• **WORK ORDER**
Please find every line in the entries below that contains the string "instance", and copy it.

(Stored data)
────────────────────────────────────────

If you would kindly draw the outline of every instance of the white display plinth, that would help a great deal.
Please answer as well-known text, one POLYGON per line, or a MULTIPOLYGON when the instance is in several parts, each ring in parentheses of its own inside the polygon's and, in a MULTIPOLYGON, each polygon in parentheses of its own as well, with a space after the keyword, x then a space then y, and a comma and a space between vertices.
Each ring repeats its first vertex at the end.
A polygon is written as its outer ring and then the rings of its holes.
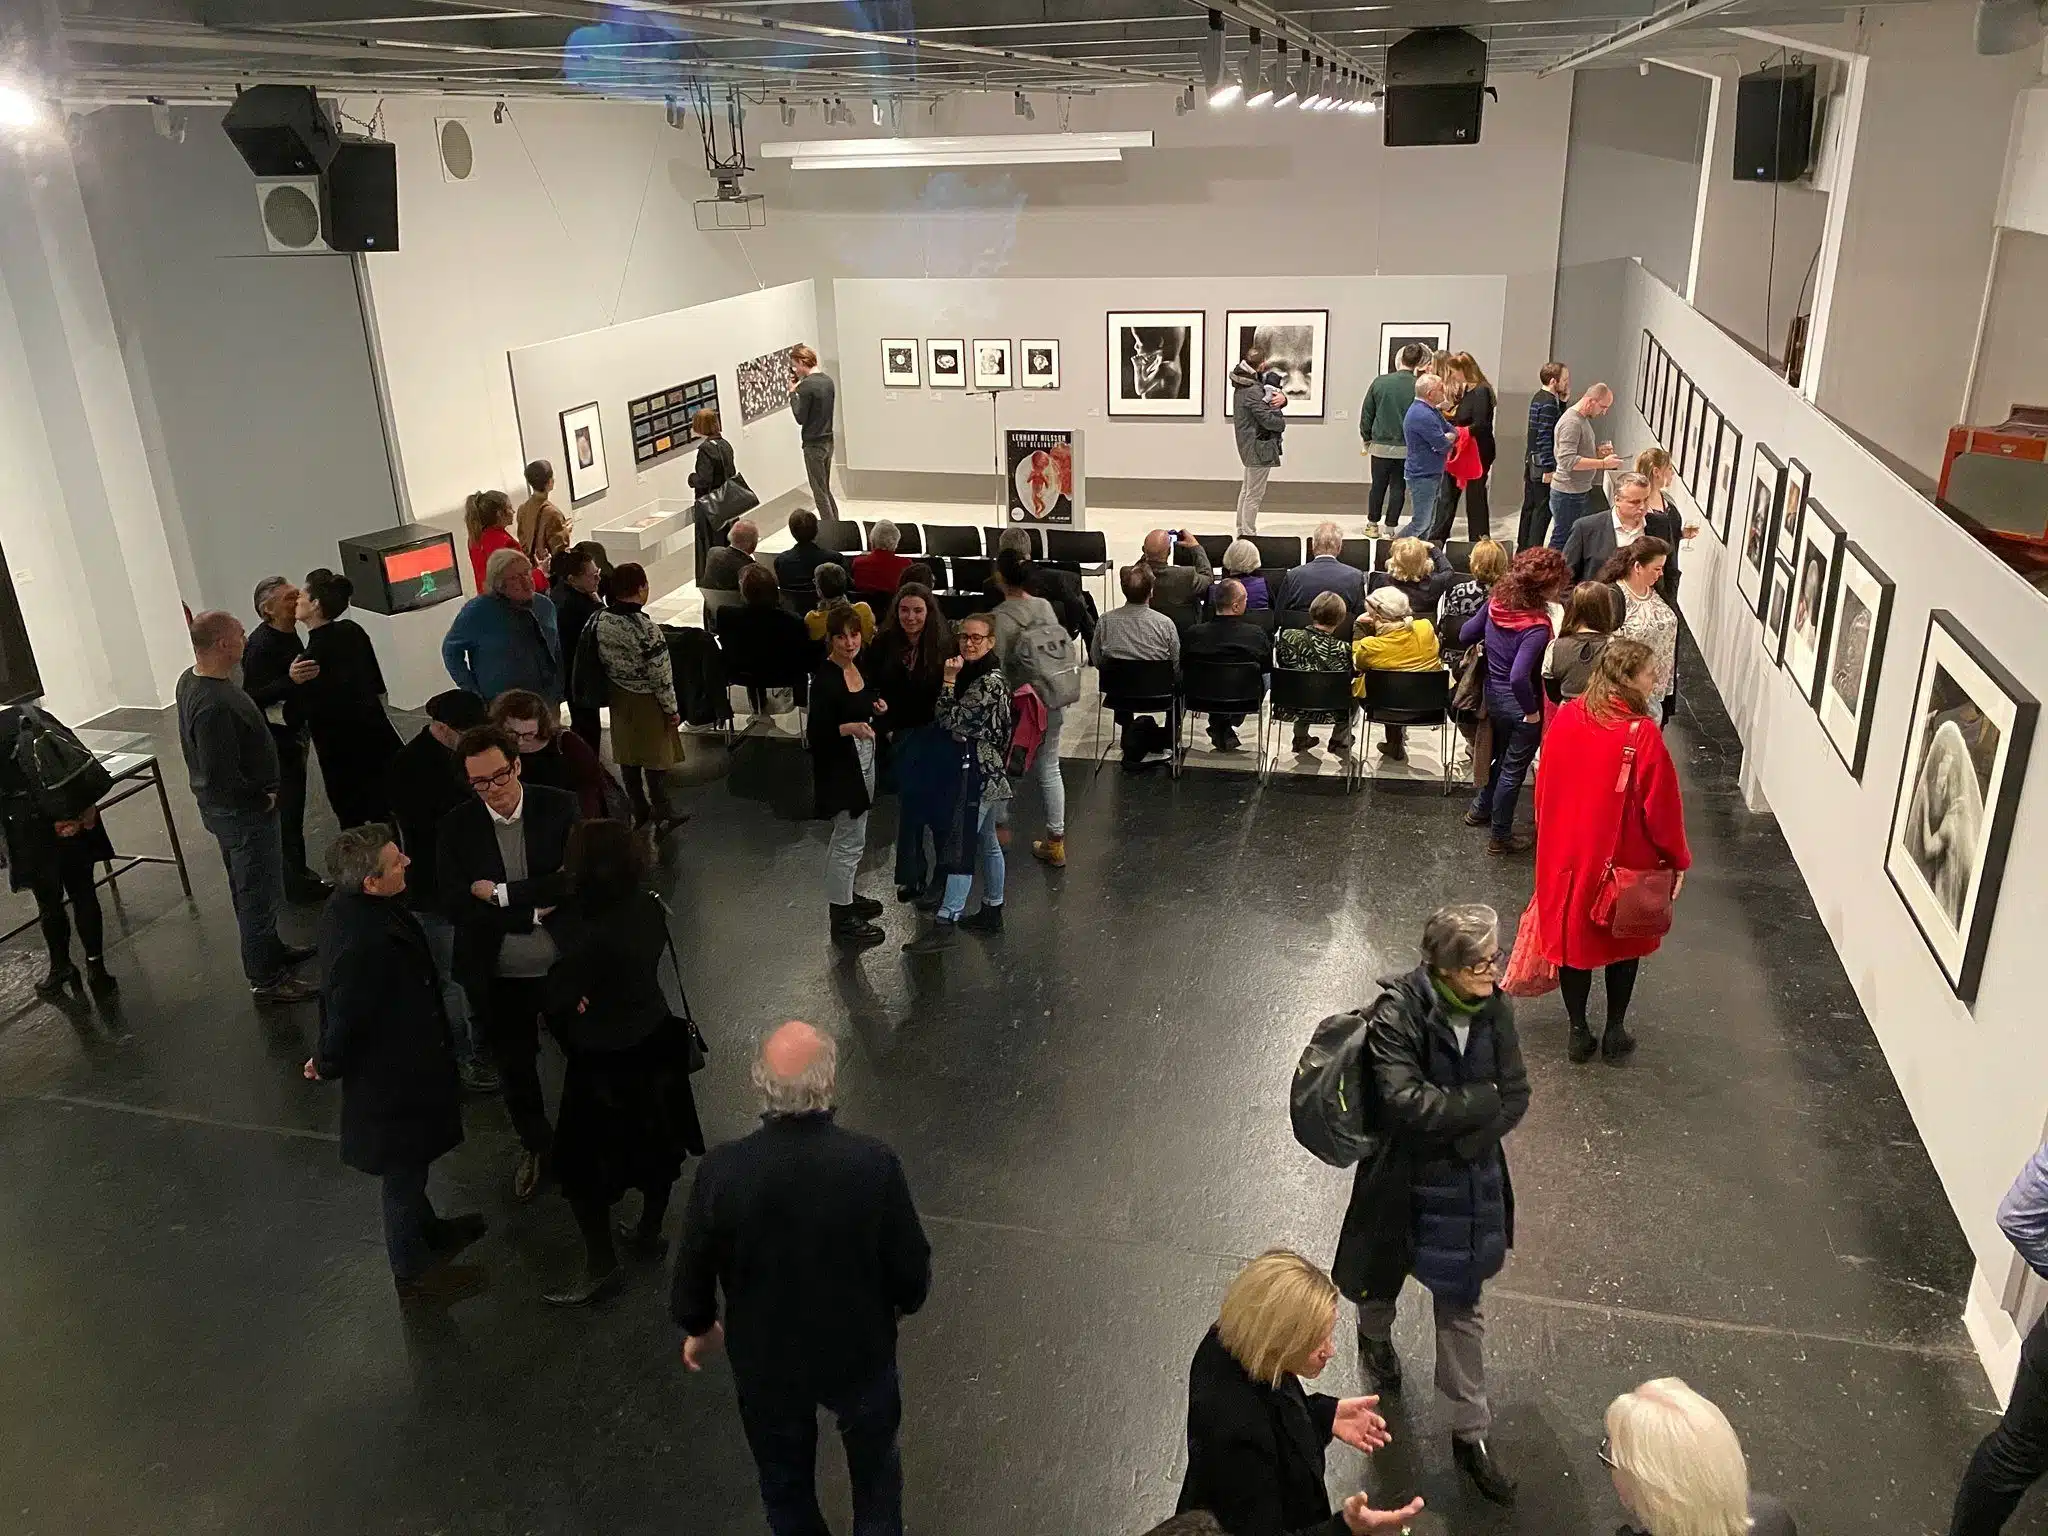
POLYGON ((621 550, 628 545, 635 554, 655 550, 663 540, 688 528, 690 509, 695 505, 673 496, 657 496, 609 522, 599 523, 589 536, 604 545, 605 553, 617 565, 621 550))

────────────────────────────────────────

• **EXERCISE RESULT**
If you would kindly draw the outline of every instance of the white display plinth, that would help a great deal.
Please answer as well-known text, one POLYGON per line, or a MULTIPOLYGON when the instance is in several parts, each ring in parentheses of its own inside the polygon's and, in a MULTIPOLYGON, each polygon in parentheses of its own as well, with a space after the keyword, x then a space then y, and a comma and a space between vertices.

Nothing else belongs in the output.